▶ Work instruction
Could you please find each line in the records that contains the word "railing" and copy it?

▶ Records provided
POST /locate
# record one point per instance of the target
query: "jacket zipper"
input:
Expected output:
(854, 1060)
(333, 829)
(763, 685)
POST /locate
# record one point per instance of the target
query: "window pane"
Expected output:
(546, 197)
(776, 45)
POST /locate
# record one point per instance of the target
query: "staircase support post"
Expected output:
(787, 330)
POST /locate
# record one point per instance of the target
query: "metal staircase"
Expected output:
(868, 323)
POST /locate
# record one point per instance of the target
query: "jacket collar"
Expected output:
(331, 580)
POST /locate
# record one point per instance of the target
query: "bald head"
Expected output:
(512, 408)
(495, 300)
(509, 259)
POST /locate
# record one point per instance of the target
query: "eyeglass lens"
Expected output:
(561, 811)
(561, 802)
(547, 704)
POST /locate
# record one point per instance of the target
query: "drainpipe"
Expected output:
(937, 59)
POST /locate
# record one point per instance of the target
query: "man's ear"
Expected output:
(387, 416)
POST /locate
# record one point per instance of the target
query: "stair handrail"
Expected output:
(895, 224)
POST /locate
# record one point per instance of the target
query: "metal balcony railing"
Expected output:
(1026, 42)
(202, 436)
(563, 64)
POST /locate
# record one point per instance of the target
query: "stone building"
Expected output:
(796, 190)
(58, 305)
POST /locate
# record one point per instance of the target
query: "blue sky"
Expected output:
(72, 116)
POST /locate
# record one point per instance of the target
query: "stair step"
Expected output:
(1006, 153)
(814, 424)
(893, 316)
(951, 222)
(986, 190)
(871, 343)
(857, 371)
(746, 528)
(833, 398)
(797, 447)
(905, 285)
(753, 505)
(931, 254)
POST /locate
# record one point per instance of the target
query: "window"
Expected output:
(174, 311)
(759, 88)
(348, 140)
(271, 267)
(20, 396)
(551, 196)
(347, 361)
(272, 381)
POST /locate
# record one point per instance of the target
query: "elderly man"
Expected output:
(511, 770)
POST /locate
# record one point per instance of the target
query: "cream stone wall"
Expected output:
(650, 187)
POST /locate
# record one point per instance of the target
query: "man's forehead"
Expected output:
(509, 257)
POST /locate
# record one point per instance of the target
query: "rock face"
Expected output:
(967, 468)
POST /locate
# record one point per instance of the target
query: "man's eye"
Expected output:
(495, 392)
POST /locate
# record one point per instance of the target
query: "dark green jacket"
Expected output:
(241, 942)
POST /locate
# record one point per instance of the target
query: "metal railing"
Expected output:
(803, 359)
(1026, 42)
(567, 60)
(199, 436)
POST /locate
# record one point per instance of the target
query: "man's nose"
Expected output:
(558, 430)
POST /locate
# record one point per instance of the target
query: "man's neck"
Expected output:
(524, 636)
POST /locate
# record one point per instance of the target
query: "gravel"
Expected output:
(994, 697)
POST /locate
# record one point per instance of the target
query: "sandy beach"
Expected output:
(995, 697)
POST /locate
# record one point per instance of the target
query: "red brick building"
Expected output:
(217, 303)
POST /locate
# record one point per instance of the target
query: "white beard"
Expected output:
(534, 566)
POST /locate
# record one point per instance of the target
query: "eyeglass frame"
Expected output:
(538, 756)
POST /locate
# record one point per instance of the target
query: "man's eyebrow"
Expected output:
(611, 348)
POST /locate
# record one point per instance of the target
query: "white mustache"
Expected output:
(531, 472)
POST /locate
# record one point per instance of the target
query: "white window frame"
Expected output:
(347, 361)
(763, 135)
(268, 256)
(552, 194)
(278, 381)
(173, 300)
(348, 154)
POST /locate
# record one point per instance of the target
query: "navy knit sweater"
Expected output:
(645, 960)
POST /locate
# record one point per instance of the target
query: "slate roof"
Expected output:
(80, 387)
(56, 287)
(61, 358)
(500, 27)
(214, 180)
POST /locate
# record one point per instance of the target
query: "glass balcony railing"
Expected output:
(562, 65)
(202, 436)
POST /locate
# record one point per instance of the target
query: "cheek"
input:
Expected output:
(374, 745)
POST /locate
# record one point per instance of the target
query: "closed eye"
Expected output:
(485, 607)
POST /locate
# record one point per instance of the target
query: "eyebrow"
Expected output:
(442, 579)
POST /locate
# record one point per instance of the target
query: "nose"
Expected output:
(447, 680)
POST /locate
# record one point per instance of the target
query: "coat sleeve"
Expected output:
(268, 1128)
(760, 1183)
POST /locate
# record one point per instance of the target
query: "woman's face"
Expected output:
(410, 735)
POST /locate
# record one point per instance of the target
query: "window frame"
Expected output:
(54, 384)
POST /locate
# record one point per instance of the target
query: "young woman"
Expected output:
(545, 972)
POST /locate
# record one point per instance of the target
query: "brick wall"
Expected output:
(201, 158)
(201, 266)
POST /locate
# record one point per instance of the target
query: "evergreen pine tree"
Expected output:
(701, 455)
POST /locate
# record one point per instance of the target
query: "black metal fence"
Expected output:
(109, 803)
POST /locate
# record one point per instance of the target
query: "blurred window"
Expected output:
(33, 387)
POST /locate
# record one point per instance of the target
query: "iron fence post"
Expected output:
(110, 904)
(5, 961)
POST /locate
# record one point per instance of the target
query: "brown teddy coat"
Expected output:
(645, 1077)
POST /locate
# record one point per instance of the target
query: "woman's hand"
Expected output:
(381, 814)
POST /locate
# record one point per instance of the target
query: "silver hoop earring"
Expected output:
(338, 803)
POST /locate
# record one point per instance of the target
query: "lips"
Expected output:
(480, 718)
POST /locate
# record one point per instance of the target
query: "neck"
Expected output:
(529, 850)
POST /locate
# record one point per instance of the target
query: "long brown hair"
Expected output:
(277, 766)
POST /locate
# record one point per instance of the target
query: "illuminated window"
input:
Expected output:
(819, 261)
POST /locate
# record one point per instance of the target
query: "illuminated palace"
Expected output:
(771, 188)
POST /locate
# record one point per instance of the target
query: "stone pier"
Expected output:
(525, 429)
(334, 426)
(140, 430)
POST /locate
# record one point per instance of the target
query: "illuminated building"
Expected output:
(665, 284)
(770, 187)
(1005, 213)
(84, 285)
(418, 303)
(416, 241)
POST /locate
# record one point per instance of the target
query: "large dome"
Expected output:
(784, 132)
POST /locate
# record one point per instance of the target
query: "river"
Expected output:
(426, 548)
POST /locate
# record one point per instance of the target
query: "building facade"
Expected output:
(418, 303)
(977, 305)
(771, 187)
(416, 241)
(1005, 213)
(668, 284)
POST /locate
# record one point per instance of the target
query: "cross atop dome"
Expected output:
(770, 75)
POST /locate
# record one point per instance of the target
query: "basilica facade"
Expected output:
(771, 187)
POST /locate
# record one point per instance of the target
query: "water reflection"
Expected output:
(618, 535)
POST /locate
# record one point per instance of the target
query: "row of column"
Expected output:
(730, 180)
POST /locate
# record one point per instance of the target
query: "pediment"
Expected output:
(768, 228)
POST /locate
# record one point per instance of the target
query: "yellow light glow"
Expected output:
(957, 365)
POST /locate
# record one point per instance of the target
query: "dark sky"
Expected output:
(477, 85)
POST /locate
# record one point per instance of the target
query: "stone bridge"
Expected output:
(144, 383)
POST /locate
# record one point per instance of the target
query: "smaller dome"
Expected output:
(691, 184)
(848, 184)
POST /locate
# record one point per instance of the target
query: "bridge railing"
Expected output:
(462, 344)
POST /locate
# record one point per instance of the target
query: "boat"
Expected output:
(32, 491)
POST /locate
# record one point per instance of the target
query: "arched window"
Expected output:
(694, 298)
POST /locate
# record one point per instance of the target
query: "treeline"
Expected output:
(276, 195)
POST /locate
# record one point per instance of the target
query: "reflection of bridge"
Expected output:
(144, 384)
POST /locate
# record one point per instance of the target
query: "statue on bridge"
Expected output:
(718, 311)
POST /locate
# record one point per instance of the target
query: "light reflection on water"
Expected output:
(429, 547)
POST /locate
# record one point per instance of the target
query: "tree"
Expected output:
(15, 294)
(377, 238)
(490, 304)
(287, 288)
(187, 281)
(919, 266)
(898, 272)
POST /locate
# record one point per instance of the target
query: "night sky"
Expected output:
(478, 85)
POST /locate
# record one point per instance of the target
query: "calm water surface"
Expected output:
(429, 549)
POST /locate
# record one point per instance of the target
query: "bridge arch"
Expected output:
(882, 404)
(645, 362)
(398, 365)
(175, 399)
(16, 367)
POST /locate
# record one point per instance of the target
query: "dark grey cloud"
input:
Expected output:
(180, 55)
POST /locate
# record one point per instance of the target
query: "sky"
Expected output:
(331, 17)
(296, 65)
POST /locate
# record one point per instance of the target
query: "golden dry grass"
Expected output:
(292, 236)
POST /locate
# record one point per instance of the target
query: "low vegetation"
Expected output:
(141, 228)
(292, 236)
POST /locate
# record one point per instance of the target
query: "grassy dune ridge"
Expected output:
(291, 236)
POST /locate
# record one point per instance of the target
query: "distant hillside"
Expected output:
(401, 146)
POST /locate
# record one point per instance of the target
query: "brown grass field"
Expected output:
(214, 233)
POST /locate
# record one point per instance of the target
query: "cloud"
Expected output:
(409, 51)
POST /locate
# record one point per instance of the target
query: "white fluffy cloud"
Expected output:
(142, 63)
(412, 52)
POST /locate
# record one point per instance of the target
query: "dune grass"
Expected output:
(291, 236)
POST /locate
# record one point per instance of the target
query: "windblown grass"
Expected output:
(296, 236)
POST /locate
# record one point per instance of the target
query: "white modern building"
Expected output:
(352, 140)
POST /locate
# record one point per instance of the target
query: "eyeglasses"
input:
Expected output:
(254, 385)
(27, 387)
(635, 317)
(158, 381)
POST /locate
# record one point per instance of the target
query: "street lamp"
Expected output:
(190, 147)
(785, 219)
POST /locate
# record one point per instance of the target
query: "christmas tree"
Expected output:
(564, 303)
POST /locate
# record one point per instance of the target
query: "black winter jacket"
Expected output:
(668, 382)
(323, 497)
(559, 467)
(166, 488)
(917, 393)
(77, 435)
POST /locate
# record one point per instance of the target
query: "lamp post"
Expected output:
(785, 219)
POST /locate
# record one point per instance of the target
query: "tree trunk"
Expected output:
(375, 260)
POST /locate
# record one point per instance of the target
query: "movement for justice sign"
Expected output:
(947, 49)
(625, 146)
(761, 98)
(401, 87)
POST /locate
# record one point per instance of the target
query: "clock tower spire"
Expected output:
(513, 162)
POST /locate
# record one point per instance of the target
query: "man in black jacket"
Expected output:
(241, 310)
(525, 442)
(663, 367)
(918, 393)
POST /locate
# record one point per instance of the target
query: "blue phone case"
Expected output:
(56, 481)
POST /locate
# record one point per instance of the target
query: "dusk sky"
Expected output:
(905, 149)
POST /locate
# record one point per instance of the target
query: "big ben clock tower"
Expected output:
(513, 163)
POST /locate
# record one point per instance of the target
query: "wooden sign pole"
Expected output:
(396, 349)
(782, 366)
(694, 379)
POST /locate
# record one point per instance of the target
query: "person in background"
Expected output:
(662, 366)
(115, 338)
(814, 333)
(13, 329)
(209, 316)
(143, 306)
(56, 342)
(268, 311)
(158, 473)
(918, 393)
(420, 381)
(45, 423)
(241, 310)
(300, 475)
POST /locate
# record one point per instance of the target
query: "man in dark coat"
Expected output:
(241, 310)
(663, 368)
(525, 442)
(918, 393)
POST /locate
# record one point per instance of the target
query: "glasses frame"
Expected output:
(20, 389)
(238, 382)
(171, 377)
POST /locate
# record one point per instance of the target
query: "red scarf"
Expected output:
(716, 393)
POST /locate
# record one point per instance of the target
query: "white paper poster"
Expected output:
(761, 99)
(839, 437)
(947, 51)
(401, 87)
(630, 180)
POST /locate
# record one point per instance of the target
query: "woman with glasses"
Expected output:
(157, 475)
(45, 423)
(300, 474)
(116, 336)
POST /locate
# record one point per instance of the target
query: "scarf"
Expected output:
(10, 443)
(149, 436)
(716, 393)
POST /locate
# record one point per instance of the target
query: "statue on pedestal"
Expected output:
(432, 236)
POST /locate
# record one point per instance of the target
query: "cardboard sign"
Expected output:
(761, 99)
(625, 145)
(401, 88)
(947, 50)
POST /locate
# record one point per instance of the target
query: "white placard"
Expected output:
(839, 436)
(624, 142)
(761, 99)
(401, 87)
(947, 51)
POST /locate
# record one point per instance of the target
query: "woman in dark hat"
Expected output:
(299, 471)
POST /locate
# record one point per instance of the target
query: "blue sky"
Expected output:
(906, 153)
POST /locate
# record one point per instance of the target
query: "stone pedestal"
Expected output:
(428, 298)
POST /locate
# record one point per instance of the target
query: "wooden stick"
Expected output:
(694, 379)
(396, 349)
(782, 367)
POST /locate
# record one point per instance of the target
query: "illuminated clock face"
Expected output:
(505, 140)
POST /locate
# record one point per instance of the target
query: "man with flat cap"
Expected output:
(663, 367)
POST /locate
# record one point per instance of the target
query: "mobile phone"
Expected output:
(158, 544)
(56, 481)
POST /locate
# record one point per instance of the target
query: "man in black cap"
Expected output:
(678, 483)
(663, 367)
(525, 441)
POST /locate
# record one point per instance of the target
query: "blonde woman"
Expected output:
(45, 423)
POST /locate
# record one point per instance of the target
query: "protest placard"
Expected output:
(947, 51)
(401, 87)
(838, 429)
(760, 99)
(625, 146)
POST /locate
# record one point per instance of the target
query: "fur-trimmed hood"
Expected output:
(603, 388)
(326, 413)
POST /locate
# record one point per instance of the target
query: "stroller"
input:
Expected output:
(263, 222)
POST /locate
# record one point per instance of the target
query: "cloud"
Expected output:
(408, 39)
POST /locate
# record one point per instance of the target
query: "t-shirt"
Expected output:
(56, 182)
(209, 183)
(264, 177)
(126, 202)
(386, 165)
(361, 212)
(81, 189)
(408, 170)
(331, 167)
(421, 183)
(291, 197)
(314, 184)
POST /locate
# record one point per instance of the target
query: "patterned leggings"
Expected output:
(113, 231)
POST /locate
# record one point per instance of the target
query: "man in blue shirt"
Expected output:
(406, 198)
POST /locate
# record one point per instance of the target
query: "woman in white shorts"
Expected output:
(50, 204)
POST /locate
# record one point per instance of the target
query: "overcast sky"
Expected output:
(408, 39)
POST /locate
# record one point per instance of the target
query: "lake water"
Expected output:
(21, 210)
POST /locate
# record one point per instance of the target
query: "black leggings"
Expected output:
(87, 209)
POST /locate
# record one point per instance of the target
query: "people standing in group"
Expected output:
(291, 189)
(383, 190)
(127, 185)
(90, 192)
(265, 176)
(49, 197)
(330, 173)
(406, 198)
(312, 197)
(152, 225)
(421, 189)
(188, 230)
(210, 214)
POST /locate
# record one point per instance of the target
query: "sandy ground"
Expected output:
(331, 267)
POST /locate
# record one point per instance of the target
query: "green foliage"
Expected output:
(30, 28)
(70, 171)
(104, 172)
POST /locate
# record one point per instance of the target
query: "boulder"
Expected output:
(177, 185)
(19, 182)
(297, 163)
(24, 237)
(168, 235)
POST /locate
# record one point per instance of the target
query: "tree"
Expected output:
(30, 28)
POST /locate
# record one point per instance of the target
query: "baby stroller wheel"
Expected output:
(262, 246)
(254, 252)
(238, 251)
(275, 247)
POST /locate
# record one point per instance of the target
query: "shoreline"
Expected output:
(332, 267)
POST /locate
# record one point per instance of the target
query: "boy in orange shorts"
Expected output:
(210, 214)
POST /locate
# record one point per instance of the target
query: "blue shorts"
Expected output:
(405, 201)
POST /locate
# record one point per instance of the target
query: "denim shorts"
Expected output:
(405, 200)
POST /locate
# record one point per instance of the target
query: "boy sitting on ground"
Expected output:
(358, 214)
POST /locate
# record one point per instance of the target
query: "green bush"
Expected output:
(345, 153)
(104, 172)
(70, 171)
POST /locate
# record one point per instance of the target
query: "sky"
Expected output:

▶ Answer to this problem
query: "metal balcony railing"
query: "metal railing"
query: "glass balcony railing"
query: "bridge railing"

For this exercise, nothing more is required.